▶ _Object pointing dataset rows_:

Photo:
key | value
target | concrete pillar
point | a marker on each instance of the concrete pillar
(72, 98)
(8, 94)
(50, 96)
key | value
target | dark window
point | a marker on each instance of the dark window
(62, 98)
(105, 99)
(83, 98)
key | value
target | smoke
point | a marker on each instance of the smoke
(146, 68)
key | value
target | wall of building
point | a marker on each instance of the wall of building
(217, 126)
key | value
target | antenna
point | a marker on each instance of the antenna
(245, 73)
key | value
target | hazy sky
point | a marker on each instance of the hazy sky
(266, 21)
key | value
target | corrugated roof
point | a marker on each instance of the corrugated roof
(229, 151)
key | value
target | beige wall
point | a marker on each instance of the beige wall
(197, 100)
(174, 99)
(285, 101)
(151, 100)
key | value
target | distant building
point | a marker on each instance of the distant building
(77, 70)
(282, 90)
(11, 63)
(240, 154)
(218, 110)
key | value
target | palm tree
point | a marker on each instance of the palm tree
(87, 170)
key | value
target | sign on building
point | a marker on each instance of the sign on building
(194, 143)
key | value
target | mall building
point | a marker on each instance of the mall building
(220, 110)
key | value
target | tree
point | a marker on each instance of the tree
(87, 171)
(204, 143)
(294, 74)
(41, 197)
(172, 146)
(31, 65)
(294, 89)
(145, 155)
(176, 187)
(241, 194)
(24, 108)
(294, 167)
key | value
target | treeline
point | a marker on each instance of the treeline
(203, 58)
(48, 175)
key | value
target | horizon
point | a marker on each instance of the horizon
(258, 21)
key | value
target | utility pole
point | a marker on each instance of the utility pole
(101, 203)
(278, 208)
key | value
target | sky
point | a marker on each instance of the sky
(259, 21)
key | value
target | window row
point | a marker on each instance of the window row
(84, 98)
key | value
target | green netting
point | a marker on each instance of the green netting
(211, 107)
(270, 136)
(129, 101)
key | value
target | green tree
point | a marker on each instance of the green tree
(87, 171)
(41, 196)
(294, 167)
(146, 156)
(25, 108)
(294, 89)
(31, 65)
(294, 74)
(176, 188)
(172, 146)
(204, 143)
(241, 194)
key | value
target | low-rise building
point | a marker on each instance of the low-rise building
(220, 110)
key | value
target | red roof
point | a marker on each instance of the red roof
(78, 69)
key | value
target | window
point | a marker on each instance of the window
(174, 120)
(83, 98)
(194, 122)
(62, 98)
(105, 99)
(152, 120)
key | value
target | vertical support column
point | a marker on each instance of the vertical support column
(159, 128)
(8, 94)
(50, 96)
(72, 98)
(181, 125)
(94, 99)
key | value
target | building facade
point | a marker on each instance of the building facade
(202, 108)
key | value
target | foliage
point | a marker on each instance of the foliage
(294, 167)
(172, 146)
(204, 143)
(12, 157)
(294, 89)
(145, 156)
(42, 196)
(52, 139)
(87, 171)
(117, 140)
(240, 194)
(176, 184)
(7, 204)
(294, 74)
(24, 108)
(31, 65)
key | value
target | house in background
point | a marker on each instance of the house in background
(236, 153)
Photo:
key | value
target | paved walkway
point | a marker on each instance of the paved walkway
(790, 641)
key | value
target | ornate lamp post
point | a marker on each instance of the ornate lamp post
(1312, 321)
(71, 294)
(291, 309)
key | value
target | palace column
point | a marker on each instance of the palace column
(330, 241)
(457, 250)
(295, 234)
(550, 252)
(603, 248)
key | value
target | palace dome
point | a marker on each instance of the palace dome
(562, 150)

▶ _AIM_:
Repeat each record in full; every line must match exactly.

▶ _TASK ANSWER_:
Photo:
key | value
target | concrete pillar
point | a marker on each instance of the concrete pillar
(72, 98)
(8, 94)
(50, 96)
key | value
target | dark window
point | a marker on each instance of the dark window
(62, 98)
(105, 99)
(83, 98)
key | value
target | smoke
point | a marker on each instance of the smoke
(146, 68)
key | value
target | wall of building
point | a marker on each instance of the wall of building
(217, 126)
key | value
target | antenna
point | a marker on each instance of the antenna
(245, 73)
key | value
target | hazy sky
point | a marker on each instance of the hazy sky
(266, 21)
key | value
target | corrugated roof
point | a marker on each instance of the corrugated roof
(229, 151)
key | value
target | beige wall
point | a marker on each instance of the beige wall
(197, 100)
(174, 99)
(285, 101)
(151, 100)
key | value
target | distant building
point | a marker on each instance of the distant building
(77, 70)
(282, 90)
(11, 63)
(240, 154)
(218, 110)
key | value
target | palm tree
point | a marker on each instance of the palm tree
(87, 170)
key | value
target | sign on building
point | a marker on each instance of the sign on building
(194, 143)
key | value
target | mall building
point | a marker on each instance of the mall building
(220, 110)
key | value
target | tree
point | a marker on each instance of the tree
(87, 171)
(204, 143)
(294, 74)
(41, 197)
(172, 146)
(31, 65)
(294, 89)
(145, 155)
(176, 187)
(241, 194)
(24, 108)
(294, 167)
key | value
target | treeline
point | a marker on each instance of the treeline
(203, 58)
(48, 175)
key | value
target | horizon
point | a marker on each instance of the horizon
(258, 21)
key | value
target | utility pole
point | a marker on each instance of the utility pole
(101, 203)
(278, 208)
key | value
target | sky
point | a marker on each instance of the sky
(259, 21)
key | value
target | window row
point | a marker on each instance of the window row
(84, 98)
key | value
target | green netting
point | a marker on each instance of the green netting
(211, 107)
(270, 136)
(129, 101)
key | value
target | green tree
point | a marker on each instance of the green tree
(87, 171)
(41, 196)
(294, 167)
(146, 156)
(25, 108)
(294, 89)
(31, 65)
(294, 74)
(176, 188)
(172, 146)
(204, 143)
(241, 194)
key | value
target | low-rise building
point | a marker on each instance of the low-rise building
(220, 110)
key | value
target | red roof
point | a marker on each instance of the red roof
(78, 69)
key | value
target | window
point | a marker on each instance of the window
(174, 120)
(83, 98)
(194, 122)
(62, 98)
(105, 99)
(152, 120)
key | value
target | vertical support column
point | a marker on each instance of the vertical support column
(159, 128)
(8, 94)
(50, 96)
(72, 98)
(181, 125)
(94, 99)
key | value
target | building facade
point | a marker on each instance of the building facade
(202, 108)
key | value
target | foliage
point | a marker on each instance of the foliage
(294, 167)
(172, 146)
(204, 143)
(12, 157)
(294, 89)
(145, 156)
(42, 196)
(52, 139)
(87, 171)
(117, 140)
(240, 194)
(176, 184)
(7, 204)
(294, 74)
(24, 108)
(31, 65)
key | value
target | house in background
point | a marker on each instance of the house in background
(236, 153)
Photo:
key | value
target | paved walkway
point | a marker on each instance of the paved walkway
(790, 641)
key | value
target | ornate lamp post
point | a marker on each instance of the ornate lamp post
(1312, 321)
(71, 294)
(291, 309)
key | value
target | palace column
point | a marker on each instance of the palace column
(330, 241)
(457, 250)
(295, 234)
(550, 252)
(603, 248)
key | value
target | palace dome
point | a marker on each instance of the palace dome
(562, 150)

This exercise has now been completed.